THE DATA
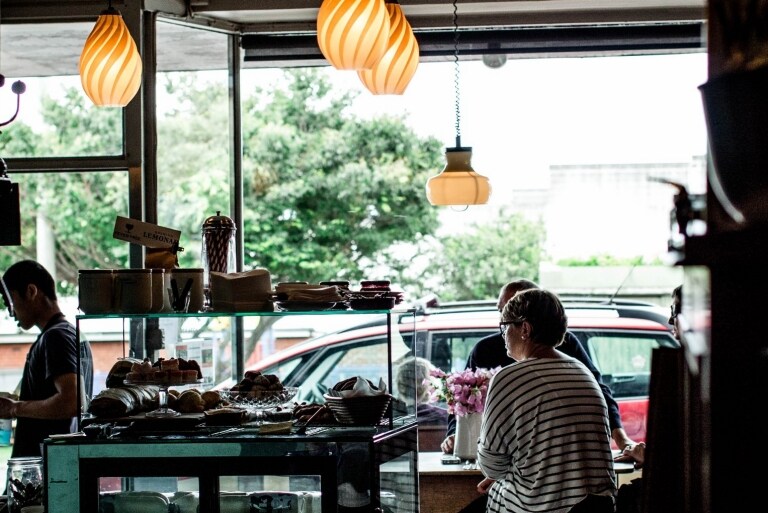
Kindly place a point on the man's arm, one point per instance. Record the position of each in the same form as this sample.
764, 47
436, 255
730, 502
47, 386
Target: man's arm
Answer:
61, 405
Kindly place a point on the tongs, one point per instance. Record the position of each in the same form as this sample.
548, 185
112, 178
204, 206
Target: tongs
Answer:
303, 429
179, 300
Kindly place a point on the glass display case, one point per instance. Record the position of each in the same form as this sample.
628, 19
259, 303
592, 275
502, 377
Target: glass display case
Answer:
189, 466
239, 471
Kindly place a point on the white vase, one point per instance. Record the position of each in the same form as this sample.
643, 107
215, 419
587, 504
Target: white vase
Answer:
467, 433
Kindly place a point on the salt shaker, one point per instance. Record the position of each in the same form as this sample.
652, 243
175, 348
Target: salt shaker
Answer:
25, 483
218, 252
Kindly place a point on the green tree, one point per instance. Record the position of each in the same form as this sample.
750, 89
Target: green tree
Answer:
475, 263
325, 189
81, 206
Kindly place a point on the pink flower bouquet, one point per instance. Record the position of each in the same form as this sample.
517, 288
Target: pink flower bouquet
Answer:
464, 391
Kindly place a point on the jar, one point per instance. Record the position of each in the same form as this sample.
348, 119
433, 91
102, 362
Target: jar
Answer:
25, 483
132, 291
95, 290
218, 251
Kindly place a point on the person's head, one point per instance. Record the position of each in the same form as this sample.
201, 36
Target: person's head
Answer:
674, 310
509, 290
32, 292
412, 373
534, 315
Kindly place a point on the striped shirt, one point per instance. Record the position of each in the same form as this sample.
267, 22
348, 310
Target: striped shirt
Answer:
545, 437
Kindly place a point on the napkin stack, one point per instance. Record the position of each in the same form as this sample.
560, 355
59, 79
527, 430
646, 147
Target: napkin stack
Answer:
357, 387
249, 291
307, 292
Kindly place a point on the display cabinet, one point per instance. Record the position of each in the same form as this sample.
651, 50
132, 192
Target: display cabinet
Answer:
326, 470
194, 467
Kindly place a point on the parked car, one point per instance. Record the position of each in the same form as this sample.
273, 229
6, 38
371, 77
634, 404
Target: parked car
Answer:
618, 335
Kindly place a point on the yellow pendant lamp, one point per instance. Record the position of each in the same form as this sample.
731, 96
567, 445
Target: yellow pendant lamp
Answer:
110, 64
353, 34
458, 184
396, 68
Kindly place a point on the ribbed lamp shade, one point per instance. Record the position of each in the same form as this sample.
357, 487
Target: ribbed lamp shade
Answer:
394, 71
110, 65
353, 34
458, 184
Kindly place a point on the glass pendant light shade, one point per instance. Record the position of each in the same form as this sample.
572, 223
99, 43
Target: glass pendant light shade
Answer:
458, 184
353, 34
110, 64
396, 68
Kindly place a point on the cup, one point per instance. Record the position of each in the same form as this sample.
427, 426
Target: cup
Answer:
95, 290
133, 291
191, 280
6, 430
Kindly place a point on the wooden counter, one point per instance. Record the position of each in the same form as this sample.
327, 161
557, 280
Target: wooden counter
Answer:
450, 488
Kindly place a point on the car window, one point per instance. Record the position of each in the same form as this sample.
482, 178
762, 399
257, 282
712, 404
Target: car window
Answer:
326, 367
624, 360
449, 350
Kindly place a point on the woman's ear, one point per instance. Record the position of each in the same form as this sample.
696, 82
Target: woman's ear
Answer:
525, 330
31, 292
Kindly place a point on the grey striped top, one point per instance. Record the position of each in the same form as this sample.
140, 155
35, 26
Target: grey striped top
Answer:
545, 437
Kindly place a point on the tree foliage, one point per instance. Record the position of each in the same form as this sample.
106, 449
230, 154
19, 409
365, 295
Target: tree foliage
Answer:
328, 194
80, 207
325, 189
475, 263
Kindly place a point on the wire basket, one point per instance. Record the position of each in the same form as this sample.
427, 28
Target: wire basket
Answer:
360, 411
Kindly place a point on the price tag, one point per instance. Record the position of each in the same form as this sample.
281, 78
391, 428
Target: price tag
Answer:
145, 234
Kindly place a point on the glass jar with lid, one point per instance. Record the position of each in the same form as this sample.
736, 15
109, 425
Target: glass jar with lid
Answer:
25, 483
218, 251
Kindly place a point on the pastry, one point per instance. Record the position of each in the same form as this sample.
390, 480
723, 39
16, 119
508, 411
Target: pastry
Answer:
190, 401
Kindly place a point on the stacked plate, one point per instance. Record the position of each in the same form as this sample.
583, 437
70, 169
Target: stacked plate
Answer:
304, 297
359, 410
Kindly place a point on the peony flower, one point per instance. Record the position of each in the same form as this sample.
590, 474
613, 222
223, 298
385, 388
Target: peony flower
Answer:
464, 392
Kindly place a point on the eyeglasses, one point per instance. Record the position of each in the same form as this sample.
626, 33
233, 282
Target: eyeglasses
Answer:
504, 326
7, 298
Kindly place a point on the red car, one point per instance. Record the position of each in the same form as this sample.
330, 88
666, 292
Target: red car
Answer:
619, 336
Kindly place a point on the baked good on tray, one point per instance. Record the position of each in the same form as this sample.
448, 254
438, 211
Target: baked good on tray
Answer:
172, 371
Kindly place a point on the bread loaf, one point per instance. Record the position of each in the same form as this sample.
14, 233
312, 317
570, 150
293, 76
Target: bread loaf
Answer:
122, 401
119, 370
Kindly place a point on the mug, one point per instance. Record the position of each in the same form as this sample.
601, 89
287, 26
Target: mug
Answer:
190, 279
133, 291
95, 290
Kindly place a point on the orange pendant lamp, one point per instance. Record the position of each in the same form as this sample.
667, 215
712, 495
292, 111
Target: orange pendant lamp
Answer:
353, 34
458, 184
394, 71
110, 64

EXERCISE BRIEF
Transcribe every one of the records above word for word, leaving out the pictures.

ANSWER TO THIS PROBLEM
Kindly place a point on the man's arm, one point per instance. Record the position of each in the same form as this sample.
764, 47
436, 255
730, 502
47, 386
Target: man's arm
Answer:
61, 405
Kindly place a point on the tongs, one point per instance. Record the position of each in the same form as this sample.
548, 185
112, 178
204, 206
Target: tongs
Answer:
303, 429
179, 300
Kindly place a point on the glass display case, one point per instance. Record the position of each in the same form as this sample.
628, 19
259, 303
592, 275
502, 377
Target: glass display case
Answer:
189, 466
239, 471
Kindly place a point on the white vase, one point per instance. Record the position of each in the same form as this sample.
643, 107
215, 419
587, 504
Target: white vase
Answer:
467, 433
Kindly place a point on the salt shaker, one point per instance. Record the position of each in the same form as this sample.
652, 243
175, 348
Target: salt shaker
Answer:
25, 483
218, 252
Kindly place a point on the green tree, one point per instance. Record the position of each in the same form as this sample.
750, 89
Target: green tree
Answer:
475, 263
325, 189
81, 206
Kindly place a point on the pink flower bouquet, one point per instance. Record the position of each in the same form as this sample.
517, 288
Target: pink flower bouquet
Answer:
464, 391
Kindly place a point on the jar, one point per instance. Record the position of each in the same form as this sample.
348, 119
433, 91
102, 362
Target: jar
Answer:
25, 483
132, 291
95, 290
218, 251
Kindly place a point on the person's head, one point per instance. Record the position of each in the same form as this sample.
201, 36
Target: person's head
Answer:
674, 310
509, 290
32, 292
412, 373
534, 315
Kindly place a point on the striped shirt, one point per instance. Record the position of each in the same form as this sample.
267, 22
348, 310
Target: striped shirt
Answer:
545, 437
Kindly place a point on the napkin stack, one point per instance. Record the position of each in the same form as this sample.
560, 355
59, 79
527, 430
646, 147
Target: napkin stack
Answer:
357, 387
249, 291
307, 292
Kindly place a point on the display cabinet, one point per instance. Record the position of each in the same form as this sample.
651, 50
132, 192
Target: display cabinet
Answer:
326, 470
194, 467
Kindly place a point on the parked car, one point per instance. Record the position of each in the same form as this sample.
273, 229
6, 38
371, 77
634, 404
Target: parked car
Answer:
618, 335
Kindly place a point on the yellow pendant lamp, one point per instance. Record the position of each in the same form as this sample.
731, 96
567, 445
Target: yellow pendant lamp
Answer:
110, 64
353, 34
458, 184
396, 68
Kindly place a point on the ribbed lamp shade, one point per instance. Record the position of each in the same form as this sample.
357, 487
Target: ribbed lamp shade
Answer:
394, 71
110, 65
353, 34
458, 184
Kindly place a point on the glass pendant light shade, one point per instance. Record the position of each in the same form as this sample.
572, 223
99, 43
Target: glass pendant light shade
Answer:
458, 184
353, 34
110, 64
396, 68
Kindly place a point on the cup, one point per instance. Record the position of each in the same form as this sample.
427, 426
Target: cup
Answer:
95, 290
133, 291
191, 280
6, 430
Kindly place a point on the wooden counter, one point per instance. Record the position of each in the same form as this sample.
327, 161
557, 280
Target: wooden counter
Answer:
450, 488
Kindly place a point on the car window, one point per instance. Record the position of each in the same form as this sample.
482, 178
762, 399
257, 282
712, 404
Target: car window
Answer:
326, 367
624, 360
449, 350
Kindly place a point on the woman's ear, one point per instance. Record the position of each in the same form as this sample.
696, 82
Target: woman's ear
Answer:
525, 330
31, 292
Kindly place a point on the grey striped top, one point per instance. Record the position of each in the same form as this sample.
140, 155
35, 26
Target: grey striped top
Answer:
545, 437
Kindly place a point on the tree foliage, one point per instance. Record the position of each in the same form as this sample.
106, 449
230, 154
19, 409
365, 295
Target: tree foliage
Answer:
328, 194
80, 207
325, 189
475, 263
Kindly place a point on the wire basket, one point per instance. Record the position of each in the same form as this sample.
427, 28
Target: wire basket
Answer:
360, 411
Kindly place a point on the price tag, one point per instance. Record the position of each in the same form as this sample.
281, 78
391, 428
Target: price tag
Answer:
145, 234
Kindly place a point on the glass jar with lid, one point per instance. Record the position of each in the same form as this sample.
736, 15
109, 425
Target: glass jar with lid
Answer:
25, 483
218, 251
Kindly place a point on the pastry, one point per instance. Record the position of each in the same form as this sample.
390, 480
723, 39
16, 119
508, 411
Target: pastry
Answer:
190, 401
Kindly place a point on the stacked plate, one point per instance. Record the position of each in the same form as this sample.
583, 437
70, 169
Target: stacked plate
Answer:
304, 297
359, 410
Kindly place a point on the peony flower, one point per instance. Record the position of each in the same form as this sample.
590, 474
613, 222
223, 298
385, 388
Target: peony flower
Answer:
464, 392
Kindly place a point on the eyeglasses, one point per instance. Record the position of each in the same form as this sample.
626, 33
233, 282
Target: eyeglasses
Answer:
504, 326
7, 298
Kindly place a point on the red car, one point per instance. Record the position of each in the same form as this sample.
330, 88
666, 292
Target: red car
Answer:
619, 336
Kindly place a point on the baked good on tray, one point per instance. Record the position of each in the same form as this sample.
448, 254
438, 211
Target: baked good on tray
Answer:
172, 371
Kindly place a point on the bread loaf, one point per instance. Record the position of each in the same form as this sample.
14, 233
312, 317
570, 150
293, 76
Target: bread loaf
Answer:
122, 401
119, 370
Kindly place a point on the mug, one point per instance. Record the position of each in the same form as this sample.
601, 89
287, 26
Target: mug
Answer:
190, 279
133, 291
95, 290
Kindly place a point on the orange pendant lamp, one point per instance. Record the position of each in the same form as this sample.
667, 215
712, 495
292, 111
Target: orange pendant lamp
Answer:
353, 34
458, 184
394, 71
110, 64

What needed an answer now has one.